● Some records:
----

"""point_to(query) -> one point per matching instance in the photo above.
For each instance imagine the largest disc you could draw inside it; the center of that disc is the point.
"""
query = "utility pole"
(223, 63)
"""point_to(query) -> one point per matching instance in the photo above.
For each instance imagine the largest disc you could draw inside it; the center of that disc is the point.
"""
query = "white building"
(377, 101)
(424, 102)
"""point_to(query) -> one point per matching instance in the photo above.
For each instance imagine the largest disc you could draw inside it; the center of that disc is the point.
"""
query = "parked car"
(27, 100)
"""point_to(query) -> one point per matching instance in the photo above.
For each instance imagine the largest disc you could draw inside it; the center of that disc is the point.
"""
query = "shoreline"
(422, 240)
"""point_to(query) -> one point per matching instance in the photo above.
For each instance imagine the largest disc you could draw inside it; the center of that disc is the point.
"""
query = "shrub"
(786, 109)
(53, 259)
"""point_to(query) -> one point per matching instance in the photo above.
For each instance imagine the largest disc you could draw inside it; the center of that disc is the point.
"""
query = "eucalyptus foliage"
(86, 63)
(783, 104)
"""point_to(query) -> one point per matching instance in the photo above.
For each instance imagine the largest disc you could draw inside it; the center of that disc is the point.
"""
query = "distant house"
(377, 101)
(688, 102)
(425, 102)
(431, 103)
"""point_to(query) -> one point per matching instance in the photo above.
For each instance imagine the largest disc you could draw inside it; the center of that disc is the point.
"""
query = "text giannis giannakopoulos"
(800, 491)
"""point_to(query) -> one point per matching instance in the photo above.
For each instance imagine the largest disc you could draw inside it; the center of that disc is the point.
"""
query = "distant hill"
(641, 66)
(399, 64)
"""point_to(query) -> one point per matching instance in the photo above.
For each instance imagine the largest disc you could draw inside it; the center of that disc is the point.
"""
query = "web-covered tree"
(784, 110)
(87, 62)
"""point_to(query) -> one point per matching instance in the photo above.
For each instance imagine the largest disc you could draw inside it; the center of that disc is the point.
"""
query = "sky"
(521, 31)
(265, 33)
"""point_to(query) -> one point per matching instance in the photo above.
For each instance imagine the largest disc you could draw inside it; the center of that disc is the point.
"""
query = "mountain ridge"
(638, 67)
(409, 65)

----

● Goal:
Provide all the records again, word for word.

● Output of the task:
"""point_to(query) -> one point per matching instance in the photo above.
For each instance imagine the largest disc you could draw inside it; the center of that disc is the point.
"""
query = "utility pole"
(223, 63)
"""point_to(query) -> one point per matching instance in the photo above.
For each instance imagine the largest disc you could draw inside it; the center of that disc is the point.
"""
query = "white building"
(377, 101)
(424, 102)
"""point_to(query) -> one point per matching instance in the photo above.
For each instance imagine the largest disc you could draw inside it; the center of that disc is the point.
"""
query = "parked car"
(27, 100)
"""point_to(query) -> one point per matching instance in the photo above.
For each instance imagine the largest disc you could draw inside it; the center of that disc is the point.
"""
query = "shoreline"
(422, 240)
"""point_to(query) -> one point per matching instance in the photo above.
For each instance imagine the largest disc you could draw inside it; the center of that disc is the point.
"""
query = "shrub"
(786, 109)
(53, 259)
"""point_to(query) -> one point per matching instance in the photo above.
For each instance imagine the largest disc you could draw inside it; the center of that disc is the point.
"""
query = "eucalyptus foliage"
(86, 63)
(783, 104)
"""point_to(query) -> one point per matching instance in the photo above.
For each instance imagine the largest disc you could draw inside it; the center of that disc is the point.
"""
query = "distant house"
(377, 101)
(688, 102)
(425, 102)
(431, 103)
"""point_to(query) -> one point per matching instance in the photo above.
For each instance imagine the largest disc you could draw inside it; the center of that disc is the point.
"""
query = "text giannis giannakopoulos"
(800, 491)
"""point_to(query) -> one point per matching instance in the photo above.
For each instance imagine the largest disc you could draw inside it; the center of that disc is the point.
"""
query = "distant hill"
(641, 66)
(399, 64)
"""point_to(query) -> one point per matching instance in the photo above.
For each instance imagine the largest disc you could draw inside it; the center of that disc is the point.
"""
query = "web-covered tree"
(784, 110)
(87, 62)
"""point_to(query) -> one point per matching instance in the photo above.
For each instance imagine the largest disc you could draw inside it; the center of that disc is the point.
"""
query = "sky"
(521, 31)
(265, 33)
"""point_to(query) -> one point per matching instance in the photo above.
For each instance imagine the largest disc you could draw inside it; the center of that disc is the point.
"""
query = "mountain ridge"
(638, 67)
(409, 65)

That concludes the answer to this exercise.